▶ Aufgabenstellung
Tausche in den Zeilen von der Zeile mit „[trace] every instance of the blue sky“ bis zum Ende der Datensätze, beide Enden eingeschlossen, „blue sky“ gegen „gray sky“ und gib nur diese Zeilen sonst unverändert wieder.

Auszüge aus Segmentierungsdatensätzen
------------------------------------------------------------

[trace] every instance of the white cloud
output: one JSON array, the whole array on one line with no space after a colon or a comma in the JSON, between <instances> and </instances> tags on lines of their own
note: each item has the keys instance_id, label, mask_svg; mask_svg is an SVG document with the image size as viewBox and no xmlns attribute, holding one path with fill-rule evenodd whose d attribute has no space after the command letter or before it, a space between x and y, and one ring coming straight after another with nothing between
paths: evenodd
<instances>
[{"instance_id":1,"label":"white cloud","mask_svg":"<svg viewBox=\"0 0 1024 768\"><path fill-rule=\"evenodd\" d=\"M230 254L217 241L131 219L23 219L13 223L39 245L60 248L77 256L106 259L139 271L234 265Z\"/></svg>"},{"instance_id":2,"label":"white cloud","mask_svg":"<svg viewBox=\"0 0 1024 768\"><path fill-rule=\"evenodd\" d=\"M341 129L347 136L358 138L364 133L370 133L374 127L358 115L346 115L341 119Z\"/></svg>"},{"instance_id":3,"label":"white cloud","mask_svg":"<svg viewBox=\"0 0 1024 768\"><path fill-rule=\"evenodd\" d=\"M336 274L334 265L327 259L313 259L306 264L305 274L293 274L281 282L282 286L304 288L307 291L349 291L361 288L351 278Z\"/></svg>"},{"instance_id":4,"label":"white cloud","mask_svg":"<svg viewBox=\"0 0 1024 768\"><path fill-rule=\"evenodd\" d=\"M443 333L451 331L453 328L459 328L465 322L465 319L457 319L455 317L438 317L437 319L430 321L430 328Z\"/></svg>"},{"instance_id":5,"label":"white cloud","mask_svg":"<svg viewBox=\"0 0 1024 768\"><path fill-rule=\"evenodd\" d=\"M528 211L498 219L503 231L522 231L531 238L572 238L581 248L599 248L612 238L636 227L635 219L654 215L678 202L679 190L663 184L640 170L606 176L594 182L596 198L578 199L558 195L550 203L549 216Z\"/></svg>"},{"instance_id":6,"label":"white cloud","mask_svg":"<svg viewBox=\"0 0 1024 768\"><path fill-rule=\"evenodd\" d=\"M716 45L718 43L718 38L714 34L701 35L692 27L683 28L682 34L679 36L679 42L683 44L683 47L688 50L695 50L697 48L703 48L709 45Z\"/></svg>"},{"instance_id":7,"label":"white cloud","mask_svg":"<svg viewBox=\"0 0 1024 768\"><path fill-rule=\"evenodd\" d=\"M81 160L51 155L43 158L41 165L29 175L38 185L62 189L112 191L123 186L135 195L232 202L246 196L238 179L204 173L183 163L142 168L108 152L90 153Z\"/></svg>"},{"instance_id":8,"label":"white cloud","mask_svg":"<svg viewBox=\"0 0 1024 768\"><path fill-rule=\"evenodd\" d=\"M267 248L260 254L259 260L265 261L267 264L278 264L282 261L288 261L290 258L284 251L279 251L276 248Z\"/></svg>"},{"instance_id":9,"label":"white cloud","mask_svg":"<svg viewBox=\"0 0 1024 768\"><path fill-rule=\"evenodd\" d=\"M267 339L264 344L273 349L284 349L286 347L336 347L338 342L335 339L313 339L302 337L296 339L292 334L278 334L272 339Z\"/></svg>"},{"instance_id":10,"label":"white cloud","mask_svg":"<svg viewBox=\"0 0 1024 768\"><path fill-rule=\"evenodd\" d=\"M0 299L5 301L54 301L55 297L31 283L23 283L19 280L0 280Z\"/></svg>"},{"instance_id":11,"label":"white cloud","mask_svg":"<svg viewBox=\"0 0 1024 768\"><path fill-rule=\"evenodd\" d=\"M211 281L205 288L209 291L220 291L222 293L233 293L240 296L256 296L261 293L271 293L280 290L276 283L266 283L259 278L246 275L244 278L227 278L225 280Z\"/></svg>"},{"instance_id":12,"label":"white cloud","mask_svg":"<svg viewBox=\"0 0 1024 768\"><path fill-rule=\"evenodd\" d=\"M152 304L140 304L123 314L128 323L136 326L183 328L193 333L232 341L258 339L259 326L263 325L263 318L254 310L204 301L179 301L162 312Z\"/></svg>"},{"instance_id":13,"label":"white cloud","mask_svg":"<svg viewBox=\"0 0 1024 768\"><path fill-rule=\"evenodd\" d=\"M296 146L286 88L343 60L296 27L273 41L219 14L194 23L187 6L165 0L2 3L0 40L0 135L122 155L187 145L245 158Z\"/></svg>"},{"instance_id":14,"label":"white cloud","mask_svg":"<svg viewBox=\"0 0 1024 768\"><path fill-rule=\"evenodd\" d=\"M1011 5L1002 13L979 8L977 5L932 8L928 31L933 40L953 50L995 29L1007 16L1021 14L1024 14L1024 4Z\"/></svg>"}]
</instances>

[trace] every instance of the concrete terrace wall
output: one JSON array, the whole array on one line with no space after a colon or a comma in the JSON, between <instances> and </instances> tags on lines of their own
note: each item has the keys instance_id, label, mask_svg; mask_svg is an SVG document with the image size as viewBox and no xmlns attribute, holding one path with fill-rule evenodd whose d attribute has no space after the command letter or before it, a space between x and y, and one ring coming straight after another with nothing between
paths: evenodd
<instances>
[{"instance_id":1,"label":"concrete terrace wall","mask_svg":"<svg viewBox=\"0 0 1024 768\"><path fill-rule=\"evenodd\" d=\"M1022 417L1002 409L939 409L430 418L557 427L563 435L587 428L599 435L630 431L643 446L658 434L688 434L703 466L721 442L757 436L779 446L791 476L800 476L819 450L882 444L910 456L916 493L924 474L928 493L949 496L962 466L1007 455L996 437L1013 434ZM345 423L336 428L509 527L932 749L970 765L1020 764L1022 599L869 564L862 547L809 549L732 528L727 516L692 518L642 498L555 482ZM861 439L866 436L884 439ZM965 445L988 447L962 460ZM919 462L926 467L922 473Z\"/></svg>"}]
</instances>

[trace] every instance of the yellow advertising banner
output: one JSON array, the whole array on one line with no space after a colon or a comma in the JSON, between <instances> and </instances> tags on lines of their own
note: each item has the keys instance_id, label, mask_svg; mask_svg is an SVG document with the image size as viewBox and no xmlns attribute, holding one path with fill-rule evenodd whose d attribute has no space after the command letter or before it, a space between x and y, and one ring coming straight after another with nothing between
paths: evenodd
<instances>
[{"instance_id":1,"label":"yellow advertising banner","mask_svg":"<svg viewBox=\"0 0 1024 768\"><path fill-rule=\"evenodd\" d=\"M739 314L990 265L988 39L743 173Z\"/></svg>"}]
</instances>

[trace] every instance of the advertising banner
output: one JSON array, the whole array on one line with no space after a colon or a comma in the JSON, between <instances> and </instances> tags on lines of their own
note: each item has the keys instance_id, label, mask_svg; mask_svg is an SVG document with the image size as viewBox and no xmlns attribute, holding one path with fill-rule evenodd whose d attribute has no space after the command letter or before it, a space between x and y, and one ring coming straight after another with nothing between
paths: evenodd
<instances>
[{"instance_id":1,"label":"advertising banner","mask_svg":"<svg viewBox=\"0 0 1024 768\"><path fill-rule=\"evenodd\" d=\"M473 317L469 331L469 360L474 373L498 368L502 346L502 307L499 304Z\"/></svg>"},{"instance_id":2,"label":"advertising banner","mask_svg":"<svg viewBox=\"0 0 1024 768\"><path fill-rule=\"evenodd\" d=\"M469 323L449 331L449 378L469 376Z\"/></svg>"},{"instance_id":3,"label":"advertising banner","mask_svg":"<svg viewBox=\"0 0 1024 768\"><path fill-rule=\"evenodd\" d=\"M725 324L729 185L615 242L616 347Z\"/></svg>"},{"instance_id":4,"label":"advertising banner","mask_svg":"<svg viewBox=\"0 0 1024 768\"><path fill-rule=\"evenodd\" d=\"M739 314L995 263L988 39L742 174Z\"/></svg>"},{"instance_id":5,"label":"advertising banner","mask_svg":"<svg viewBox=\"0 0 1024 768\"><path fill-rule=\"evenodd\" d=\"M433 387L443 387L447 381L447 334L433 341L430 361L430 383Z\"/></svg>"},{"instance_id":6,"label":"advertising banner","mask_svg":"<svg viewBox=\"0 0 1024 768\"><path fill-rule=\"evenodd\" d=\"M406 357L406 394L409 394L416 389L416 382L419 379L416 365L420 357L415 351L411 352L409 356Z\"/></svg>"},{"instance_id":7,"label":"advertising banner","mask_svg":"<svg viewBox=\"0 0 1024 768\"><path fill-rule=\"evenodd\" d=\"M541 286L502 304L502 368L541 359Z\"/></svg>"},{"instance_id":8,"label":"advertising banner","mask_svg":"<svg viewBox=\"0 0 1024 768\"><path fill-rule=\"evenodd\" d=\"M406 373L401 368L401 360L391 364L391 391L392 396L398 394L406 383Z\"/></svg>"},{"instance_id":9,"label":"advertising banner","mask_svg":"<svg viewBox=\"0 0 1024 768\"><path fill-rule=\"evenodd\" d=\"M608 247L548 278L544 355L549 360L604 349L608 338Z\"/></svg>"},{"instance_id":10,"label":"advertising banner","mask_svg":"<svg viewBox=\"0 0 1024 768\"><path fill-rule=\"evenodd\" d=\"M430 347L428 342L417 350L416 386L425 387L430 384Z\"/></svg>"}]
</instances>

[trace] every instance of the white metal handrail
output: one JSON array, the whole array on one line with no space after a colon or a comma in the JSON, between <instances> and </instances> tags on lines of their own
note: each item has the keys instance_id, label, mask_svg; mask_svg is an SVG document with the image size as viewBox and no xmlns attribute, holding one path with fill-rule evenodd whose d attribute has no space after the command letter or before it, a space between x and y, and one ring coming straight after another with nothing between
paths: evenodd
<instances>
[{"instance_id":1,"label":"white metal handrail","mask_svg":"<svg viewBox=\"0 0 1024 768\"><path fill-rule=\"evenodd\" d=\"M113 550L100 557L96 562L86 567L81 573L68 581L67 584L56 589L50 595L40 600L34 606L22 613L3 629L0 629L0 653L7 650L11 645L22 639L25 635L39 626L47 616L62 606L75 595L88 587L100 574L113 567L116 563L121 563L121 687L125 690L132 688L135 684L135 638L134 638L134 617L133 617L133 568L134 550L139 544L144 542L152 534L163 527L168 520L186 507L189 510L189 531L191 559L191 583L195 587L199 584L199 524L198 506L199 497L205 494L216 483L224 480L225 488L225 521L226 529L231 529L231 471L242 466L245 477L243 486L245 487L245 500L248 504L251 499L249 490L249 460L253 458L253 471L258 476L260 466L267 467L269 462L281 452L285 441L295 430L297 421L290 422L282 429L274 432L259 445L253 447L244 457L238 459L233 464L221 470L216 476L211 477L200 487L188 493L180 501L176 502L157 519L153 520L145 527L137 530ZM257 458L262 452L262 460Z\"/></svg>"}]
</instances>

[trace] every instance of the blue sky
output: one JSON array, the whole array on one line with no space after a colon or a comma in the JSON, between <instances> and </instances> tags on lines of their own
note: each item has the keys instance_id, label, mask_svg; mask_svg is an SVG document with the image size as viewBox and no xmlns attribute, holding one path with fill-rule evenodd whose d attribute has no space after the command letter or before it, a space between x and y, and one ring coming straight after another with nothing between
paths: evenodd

------------------------------------------------------------

▶ Lösung
[trace] every instance of the gray sky
output: one JSON array, the whole array on one line with no space after a colon or a comma in the JSON, between <instances> and </instances> tags on lines of their own
note: each item has the keys instance_id, label, mask_svg; mask_svg is an SVG document with the image size as viewBox and no xmlns attribute, holding one path with fill-rule evenodd whose d attribute has no space after the command letter or before it, a space between x and y, and one ring coming straight after another with nothing between
paths: evenodd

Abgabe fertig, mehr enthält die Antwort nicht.